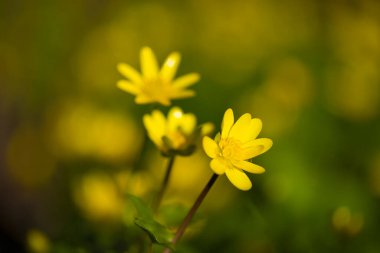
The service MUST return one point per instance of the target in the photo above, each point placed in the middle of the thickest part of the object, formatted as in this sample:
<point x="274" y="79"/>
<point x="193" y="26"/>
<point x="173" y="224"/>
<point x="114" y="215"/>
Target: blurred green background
<point x="72" y="144"/>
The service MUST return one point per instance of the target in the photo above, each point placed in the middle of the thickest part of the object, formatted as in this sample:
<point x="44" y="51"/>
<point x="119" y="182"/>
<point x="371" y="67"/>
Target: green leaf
<point x="144" y="219"/>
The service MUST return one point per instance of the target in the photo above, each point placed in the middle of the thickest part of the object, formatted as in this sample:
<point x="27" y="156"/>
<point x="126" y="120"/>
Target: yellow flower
<point x="176" y="134"/>
<point x="235" y="145"/>
<point x="155" y="85"/>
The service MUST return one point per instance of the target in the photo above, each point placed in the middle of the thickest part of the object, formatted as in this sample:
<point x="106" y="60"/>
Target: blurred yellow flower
<point x="176" y="134"/>
<point x="234" y="145"/>
<point x="98" y="197"/>
<point x="155" y="85"/>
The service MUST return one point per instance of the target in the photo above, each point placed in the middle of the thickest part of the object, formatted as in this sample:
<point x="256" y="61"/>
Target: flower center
<point x="177" y="139"/>
<point x="230" y="147"/>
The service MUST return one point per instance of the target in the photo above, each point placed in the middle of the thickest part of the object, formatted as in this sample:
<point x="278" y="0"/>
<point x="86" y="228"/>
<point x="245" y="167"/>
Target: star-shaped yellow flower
<point x="235" y="145"/>
<point x="154" y="85"/>
<point x="176" y="134"/>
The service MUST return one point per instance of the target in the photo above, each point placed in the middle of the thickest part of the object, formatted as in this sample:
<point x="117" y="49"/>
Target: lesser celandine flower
<point x="154" y="84"/>
<point x="236" y="144"/>
<point x="176" y="134"/>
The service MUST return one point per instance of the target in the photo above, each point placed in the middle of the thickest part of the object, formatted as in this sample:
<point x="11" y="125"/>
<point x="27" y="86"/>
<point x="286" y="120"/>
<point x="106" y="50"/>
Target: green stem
<point x="164" y="184"/>
<point x="192" y="211"/>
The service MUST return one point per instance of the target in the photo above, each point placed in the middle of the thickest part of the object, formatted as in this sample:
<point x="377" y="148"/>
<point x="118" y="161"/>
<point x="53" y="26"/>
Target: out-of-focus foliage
<point x="72" y="144"/>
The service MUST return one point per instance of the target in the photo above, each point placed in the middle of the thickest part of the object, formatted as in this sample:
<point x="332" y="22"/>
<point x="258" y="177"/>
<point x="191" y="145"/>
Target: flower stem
<point x="164" y="184"/>
<point x="190" y="214"/>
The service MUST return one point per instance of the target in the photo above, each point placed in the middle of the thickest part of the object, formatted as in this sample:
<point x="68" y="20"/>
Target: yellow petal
<point x="186" y="80"/>
<point x="143" y="99"/>
<point x="175" y="115"/>
<point x="170" y="66"/>
<point x="207" y="128"/>
<point x="210" y="147"/>
<point x="154" y="133"/>
<point x="159" y="121"/>
<point x="249" y="167"/>
<point x="241" y="127"/>
<point x="188" y="123"/>
<point x="239" y="179"/>
<point x="164" y="100"/>
<point x="128" y="87"/>
<point x="228" y="121"/>
<point x="130" y="73"/>
<point x="252" y="131"/>
<point x="256" y="147"/>
<point x="149" y="66"/>
<point x="218" y="165"/>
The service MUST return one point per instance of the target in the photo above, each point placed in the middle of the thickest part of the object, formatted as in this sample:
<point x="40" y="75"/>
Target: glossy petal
<point x="186" y="80"/>
<point x="182" y="94"/>
<point x="170" y="67"/>
<point x="239" y="179"/>
<point x="188" y="123"/>
<point x="149" y="66"/>
<point x="207" y="128"/>
<point x="252" y="131"/>
<point x="128" y="87"/>
<point x="159" y="122"/>
<point x="218" y="165"/>
<point x="210" y="147"/>
<point x="241" y="127"/>
<point x="249" y="167"/>
<point x="154" y="135"/>
<point x="175" y="116"/>
<point x="228" y="121"/>
<point x="130" y="73"/>
<point x="143" y="99"/>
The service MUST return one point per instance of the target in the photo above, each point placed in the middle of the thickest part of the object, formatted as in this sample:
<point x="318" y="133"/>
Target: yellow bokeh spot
<point x="28" y="159"/>
<point x="98" y="197"/>
<point x="353" y="80"/>
<point x="37" y="242"/>
<point x="85" y="130"/>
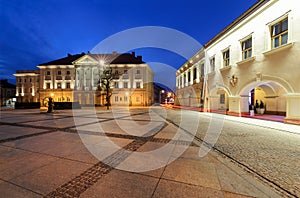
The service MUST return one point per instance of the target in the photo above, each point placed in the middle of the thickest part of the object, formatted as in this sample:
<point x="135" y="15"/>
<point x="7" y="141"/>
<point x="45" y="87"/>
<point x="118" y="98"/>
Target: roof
<point x="27" y="71"/>
<point x="242" y="17"/>
<point x="113" y="58"/>
<point x="64" y="61"/>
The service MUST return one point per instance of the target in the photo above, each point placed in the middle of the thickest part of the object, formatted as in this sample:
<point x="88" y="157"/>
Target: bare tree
<point x="106" y="78"/>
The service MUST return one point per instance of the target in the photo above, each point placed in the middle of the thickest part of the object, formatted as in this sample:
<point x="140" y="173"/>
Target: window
<point x="195" y="73"/>
<point x="202" y="69"/>
<point x="68" y="85"/>
<point x="189" y="76"/>
<point x="138" y="85"/>
<point x="226" y="58"/>
<point x="279" y="33"/>
<point x="247" y="48"/>
<point x="212" y="62"/>
<point x="222" y="98"/>
<point x="48" y="85"/>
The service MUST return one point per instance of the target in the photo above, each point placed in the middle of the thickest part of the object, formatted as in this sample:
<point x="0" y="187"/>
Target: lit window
<point x="247" y="48"/>
<point x="68" y="85"/>
<point x="226" y="58"/>
<point x="189" y="76"/>
<point x="138" y="85"/>
<point x="212" y="62"/>
<point x="222" y="98"/>
<point x="279" y="33"/>
<point x="202" y="70"/>
<point x="195" y="73"/>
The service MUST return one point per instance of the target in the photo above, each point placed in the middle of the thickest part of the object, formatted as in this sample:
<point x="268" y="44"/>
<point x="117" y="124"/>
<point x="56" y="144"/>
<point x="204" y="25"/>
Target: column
<point x="293" y="107"/>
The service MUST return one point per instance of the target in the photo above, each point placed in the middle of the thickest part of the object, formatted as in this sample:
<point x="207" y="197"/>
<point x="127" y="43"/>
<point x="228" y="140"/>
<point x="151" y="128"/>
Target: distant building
<point x="75" y="78"/>
<point x="27" y="85"/>
<point x="7" y="92"/>
<point x="255" y="58"/>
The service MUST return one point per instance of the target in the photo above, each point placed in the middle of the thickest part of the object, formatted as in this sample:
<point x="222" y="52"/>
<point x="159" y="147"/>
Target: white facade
<point x="262" y="63"/>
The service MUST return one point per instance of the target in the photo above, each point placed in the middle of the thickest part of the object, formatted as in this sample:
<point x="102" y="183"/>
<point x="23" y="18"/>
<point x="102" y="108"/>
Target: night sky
<point x="37" y="31"/>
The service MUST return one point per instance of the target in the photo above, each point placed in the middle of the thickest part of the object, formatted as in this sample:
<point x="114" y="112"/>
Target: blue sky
<point x="37" y="31"/>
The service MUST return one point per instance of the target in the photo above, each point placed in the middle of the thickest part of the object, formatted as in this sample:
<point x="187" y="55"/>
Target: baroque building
<point x="253" y="61"/>
<point x="76" y="78"/>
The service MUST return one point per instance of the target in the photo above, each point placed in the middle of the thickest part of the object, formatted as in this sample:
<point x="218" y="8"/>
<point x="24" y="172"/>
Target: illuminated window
<point x="68" y="85"/>
<point x="226" y="58"/>
<point x="247" y="48"/>
<point x="279" y="33"/>
<point x="212" y="62"/>
<point x="138" y="85"/>
<point x="222" y="98"/>
<point x="195" y="73"/>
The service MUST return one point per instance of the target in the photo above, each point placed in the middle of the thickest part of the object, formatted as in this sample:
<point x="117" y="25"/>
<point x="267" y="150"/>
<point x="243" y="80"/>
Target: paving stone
<point x="173" y="189"/>
<point x="122" y="184"/>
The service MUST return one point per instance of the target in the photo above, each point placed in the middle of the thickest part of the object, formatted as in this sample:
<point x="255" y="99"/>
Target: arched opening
<point x="264" y="98"/>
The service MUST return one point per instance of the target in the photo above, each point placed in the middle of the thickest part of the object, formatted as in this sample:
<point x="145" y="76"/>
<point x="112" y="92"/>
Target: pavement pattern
<point x="42" y="155"/>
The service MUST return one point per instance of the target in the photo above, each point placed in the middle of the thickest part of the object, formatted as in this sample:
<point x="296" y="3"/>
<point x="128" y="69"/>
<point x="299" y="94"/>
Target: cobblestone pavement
<point x="43" y="155"/>
<point x="270" y="150"/>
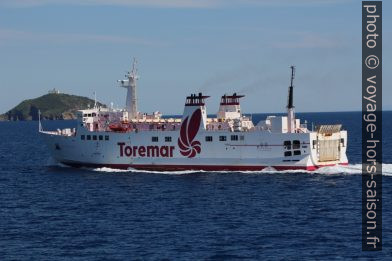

EXERCISE DETAILS: Your task is to set down exactly the lines that run from the line holding "Target: paving stone" through the close of the entries, including both ends. Pictures stay out.

ANSWER BOX:
Target: paving stone
<point x="173" y="189"/>
<point x="122" y="184"/>
The service MUST return one point per instance of the target in the photo above, each point placed in the middle of the thickest part of the object, formatted as in this sample:
<point x="255" y="99"/>
Target: arched opening
<point x="264" y="98"/>
The service MUST return one point per instance of the target in the photo above, each point placed in the middle of the thickest part of the object, formatted as in this sample:
<point x="145" y="76"/>
<point x="112" y="92"/>
Target: pavement pattern
<point x="42" y="155"/>
The service MUST return one point per instance of the target in the photo above, each point placed in the middle of the thickest part of the object, formatted as in this sample:
<point x="296" y="3"/>
<point x="128" y="69"/>
<point x="299" y="94"/>
Target: cobblestone pavement
<point x="43" y="155"/>
<point x="270" y="150"/>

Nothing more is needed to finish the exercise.